(Excerpts from point annotation data)
__________

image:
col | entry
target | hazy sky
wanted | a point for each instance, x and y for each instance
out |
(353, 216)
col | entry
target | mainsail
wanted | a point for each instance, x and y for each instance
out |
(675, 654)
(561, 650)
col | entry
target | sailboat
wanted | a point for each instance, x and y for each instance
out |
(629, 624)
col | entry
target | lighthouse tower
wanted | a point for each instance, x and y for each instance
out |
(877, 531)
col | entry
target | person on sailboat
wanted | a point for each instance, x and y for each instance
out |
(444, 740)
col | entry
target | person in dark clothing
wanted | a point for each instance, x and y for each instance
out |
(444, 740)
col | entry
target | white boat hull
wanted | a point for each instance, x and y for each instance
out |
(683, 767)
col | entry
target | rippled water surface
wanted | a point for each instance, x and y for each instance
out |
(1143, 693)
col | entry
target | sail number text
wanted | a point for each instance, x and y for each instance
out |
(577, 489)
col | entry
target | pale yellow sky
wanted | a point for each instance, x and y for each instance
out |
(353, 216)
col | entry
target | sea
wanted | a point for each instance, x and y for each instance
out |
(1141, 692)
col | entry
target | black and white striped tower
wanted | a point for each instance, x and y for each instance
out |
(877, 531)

__________

Aim of the task: Every line above should be written out again exactly as it stands.

Expected answer:
image:
col | entry
target | hazy sky
wanted | a point for each instance, x and y for each instance
out |
(353, 216)
col | entry
target | mainsail
wanted | a point for each instance, x and y for each instance
out |
(675, 654)
(561, 650)
col | entry
target | sailboat
wanted | a point for each instance, x and y for each instance
out |
(629, 624)
col | entry
target | lighthouse tower
wanted | a point for each instance, x and y for each instance
out |
(877, 531)
col | entry
target | person on sailboat
wanted | a point for each instance, x and y for each instance
out |
(444, 740)
col | entry
target | person in dark clothing
wanted | a point for each instance, x and y for each instance
out |
(444, 740)
col | entry
target | white boat hull
wanted | a point for each instance, x and y for each instance
out |
(683, 767)
col | entry
target | rippled water surface
wanted | a point for each instance, x and y for each instance
out |
(1143, 693)
col | entry
target | sail number text
wanted | a point for each instance, x and y for each instance
out |
(577, 489)
col | entry
target | pale yellow sky
wanted | a point for each instance, x and y for each instance
out |
(353, 216)
col | entry
target | sea
wanted | a point for each instance, x and y for each instance
out |
(1141, 692)
col | entry
target | black and white striped tower
wanted | a point for each instance, x and y for each instance
out |
(877, 531)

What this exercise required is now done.